### [CONSIGNES DE TRAVAIL]
a) Selon l'extrait sur l'opposition aux foyers de groupe, quel moyen a garanti la confidentialité des répondants ?
b) Reprenez l'extrait sur l'opposition aux foyers de groupe là où il s'arrête et prolongez-le.

### [EXTRAIT DE TEXTE]
__________________________________________________

Le second niveau d’analyse a pour sa part, permis de comparer et mettre en contraste les dix-neuf entrevues et les quatre catégories de répondants. Le but principal étant de faire ressortir des constantes et des points de discussion communs entre les quatre groupes. Ce type d’analyse « émergente », pour lequel aucune catégorie prédéterminée n’est utilisée, s’inscrit dans la foulée du paradigme constructiviste (Lincoln et Guba, 1981).

Validité des résultats

Plusieurs mesures ont été prises afin d’assurer la validité des résultats ; (1) trois différents cas d’opposition impliquant différentes clientèles ont été étudiés afin de varier les sources d’information ; (2) les foyers étaient situés dans différentes localités avec des profils socio-économiques différents ; (3) quatre catégories de répondants ont participé aux entrevues et (5) de la documentation secondaire (telle que journaux, articles et pétitions) a été utilisée afin de corroborer l’information obtenue lors des entrevues individuelles. Grâce à une sélection reposant sur des critères spécifiques, l’échantillon, malgré sa taille restreinte donnait un bon portrait d’ensemble de la diversité d’opinions et d’intervenants caractéristique aux cas d’opposition à l’implantation d’un foyer de groupe. Même si la généralisation n’était pas le but principal de cette recherche, les cas étudiés et les conclusions de l’étude pourraient possiblement servir d’exemples dans le futur lors d’éventuels cas d’opposition à l’implantation d’un foyer de groupe.

Forces et limites de l’étude

La force de cette étude réside dans le fait qu’elle est basée sur des cas réels d’opposition à l’implantation de foyers de groupe (et non pas sur des cas hypothétiques) et qu’elle inclut la perspective des résidants. Cette étude comporte cependant ses limites ; (1) l’auteur a considéré uniquement les cas d’opposition pour lesquels le processus d’implantation s’est fait en catimini, c’est-à-dire sans que les promoteurs informent les résidants du quartier, et (2) l’échantillon ne comprend pas de foyers de groupe pour sidatiques et sans-abri alors que peu d’études ont été menées auprès de ces clientèles.

Considérations éthiques

La participation à cette étude s’est faite de façon volontaire. Avant l’entrevue, chaque participant a été informé de la nature de la recherche, de ses objectifs et de la façon dont l’information serait utilisée (Punch, 1994). L’utilisation de noms fictifs a permis d’assurer la confidentialité des répondants tout au long de la recherche. De plus, tous les efforts nécessaires ont été faits afin d’éviter les possibles illusions quant aux conséquences de la recherche. Ainsi, avant l’entrevue, les répondants ont été avisés que les résultats de l’étude n’auraient aucun impact direct sur l’avenir du foyer de groupe. À la fin de chacune des entrevues, la chercheure était également disponible pour répondre aux questions ou aux inquiétudes pouvant être exprimés par les répondants.

__________________________________________________

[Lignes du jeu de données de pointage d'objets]

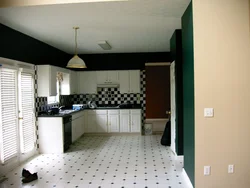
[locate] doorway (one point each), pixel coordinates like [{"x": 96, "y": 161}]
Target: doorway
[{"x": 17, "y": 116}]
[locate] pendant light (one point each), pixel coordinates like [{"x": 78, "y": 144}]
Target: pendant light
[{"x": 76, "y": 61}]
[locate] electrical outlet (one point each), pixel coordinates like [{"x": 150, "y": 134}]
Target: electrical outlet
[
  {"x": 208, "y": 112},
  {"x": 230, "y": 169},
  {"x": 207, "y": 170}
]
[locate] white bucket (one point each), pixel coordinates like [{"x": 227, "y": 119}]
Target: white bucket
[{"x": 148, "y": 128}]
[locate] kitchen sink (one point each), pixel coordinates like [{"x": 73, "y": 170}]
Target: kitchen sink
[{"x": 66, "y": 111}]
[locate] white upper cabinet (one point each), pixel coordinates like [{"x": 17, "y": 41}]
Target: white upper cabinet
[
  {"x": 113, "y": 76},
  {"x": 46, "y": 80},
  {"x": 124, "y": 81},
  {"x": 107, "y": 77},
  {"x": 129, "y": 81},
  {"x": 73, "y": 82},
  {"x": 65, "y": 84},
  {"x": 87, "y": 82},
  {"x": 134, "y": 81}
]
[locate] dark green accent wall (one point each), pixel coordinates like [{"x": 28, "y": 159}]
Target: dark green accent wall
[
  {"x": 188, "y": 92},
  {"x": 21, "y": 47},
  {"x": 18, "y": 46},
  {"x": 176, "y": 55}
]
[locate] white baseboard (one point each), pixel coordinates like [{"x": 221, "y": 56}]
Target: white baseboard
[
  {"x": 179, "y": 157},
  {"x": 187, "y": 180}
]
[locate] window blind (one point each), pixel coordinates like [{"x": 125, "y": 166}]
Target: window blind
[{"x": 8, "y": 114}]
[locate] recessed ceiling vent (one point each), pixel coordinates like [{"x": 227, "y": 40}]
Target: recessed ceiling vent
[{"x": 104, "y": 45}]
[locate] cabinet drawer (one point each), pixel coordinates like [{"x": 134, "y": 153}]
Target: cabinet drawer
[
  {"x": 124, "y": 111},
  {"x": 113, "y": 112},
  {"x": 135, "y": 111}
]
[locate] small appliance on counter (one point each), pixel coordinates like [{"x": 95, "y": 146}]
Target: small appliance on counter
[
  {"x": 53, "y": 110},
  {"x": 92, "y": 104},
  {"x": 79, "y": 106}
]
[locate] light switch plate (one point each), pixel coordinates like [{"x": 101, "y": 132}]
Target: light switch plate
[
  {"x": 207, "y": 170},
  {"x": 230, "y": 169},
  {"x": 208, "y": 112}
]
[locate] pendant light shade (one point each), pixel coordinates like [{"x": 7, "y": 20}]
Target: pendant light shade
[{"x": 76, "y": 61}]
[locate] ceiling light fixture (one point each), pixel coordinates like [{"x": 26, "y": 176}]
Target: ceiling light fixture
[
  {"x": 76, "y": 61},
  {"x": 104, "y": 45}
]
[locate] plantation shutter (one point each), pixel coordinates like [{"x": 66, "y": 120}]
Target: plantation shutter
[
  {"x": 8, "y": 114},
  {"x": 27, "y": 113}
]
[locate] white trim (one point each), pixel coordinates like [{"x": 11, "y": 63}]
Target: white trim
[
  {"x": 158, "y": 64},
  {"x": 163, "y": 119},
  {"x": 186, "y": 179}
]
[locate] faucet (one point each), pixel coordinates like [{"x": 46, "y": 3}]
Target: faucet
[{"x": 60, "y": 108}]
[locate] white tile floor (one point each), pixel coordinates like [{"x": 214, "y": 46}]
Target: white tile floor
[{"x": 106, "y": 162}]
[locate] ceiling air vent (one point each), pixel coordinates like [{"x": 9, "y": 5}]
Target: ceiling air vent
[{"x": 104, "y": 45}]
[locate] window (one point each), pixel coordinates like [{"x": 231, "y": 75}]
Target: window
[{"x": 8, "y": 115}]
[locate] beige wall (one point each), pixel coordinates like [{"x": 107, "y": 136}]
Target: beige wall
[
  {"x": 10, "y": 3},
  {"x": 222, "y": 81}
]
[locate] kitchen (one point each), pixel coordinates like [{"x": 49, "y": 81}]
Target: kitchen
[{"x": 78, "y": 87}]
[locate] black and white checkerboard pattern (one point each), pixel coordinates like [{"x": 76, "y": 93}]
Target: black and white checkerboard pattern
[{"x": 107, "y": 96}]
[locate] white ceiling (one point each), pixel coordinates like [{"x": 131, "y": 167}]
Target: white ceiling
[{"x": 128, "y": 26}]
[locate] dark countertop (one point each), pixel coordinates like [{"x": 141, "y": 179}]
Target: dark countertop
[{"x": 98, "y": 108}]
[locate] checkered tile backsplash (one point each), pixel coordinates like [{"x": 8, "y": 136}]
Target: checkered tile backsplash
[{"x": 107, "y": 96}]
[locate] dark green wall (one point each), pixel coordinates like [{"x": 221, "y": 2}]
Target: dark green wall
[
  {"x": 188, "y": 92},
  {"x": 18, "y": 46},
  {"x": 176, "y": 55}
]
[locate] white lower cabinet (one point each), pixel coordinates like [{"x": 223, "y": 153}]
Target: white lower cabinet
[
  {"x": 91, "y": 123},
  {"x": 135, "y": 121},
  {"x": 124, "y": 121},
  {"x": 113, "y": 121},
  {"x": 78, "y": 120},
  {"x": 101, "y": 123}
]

__________________________________________________

### [RÉPONSES DANS L'ORDRE]
a) L'utilisation de noms fictifs.

b)
Trois cas différents, mais des éléments communs

Au moment de la recherche, les trois foyers étudiés étaient opérationnels depuis quatre mois à un an. Même si ces foyers étaient situés dans différentes localités, les trois cas d’opposition présentaient des points communs. Premièrement, les résidents du quartier avaient été mis devant un fait accompli, c’est-à-dire qu’ils n’avaient pas été informés de l’existence du foyer qu’après son implantation. Les promoteurs de foyers de groupe avaient délibérément adopté une stratégie d’implantation « en catimini », ne croyant pas devoir informer ou préparer les résidents par rapport à l’implantation d’un foyer. De surcroît, les responsables croyaient qu’en avisant les résidents avant l’implantation, ces derniers auraient l’occasion d’y faire obstacle. Par conséquent, seulement une poignée d’individus furent mis au parfum — des dirigeants communautaires, des élus officiels et les membres du conseil d’administration du foyer de groupe. Les responsables de l’implantation espéraient qu’ultimement, les résidents de la localité seraient compréhensifs et auraient une attitude favorable lorsque le foyer serait opérationnel.

Deuxièmement, les stratégies d’opposition utilisées par les résidents furent les mêmes dans les trois cas. Dès qu’ils apprirent l’existence d’un foyer de groupe, les résidents organisèrent immédiatement une opposition menée de front par un ou deux dirigeants communautaires influents. Le mouvement d’opposition s’est articulé autour de deux événements-clés : 1) une pétition circulant de porte en porte et 2) une rencontre d’information publique au cours de laquelle les résidents rejetèrent l’idée d’un foyer de groupe. Dans les trois cas étudiés, cette rencontre marqua toutefois un point tournant pour le mouvement d’opposition qui se dissipa à suite de celle-ci. Finalement, dans les trois cas, l’opposition s’est avérée infructueuse et les résidents durent accepter l’existence d’un foyer de groupe dans leur localité.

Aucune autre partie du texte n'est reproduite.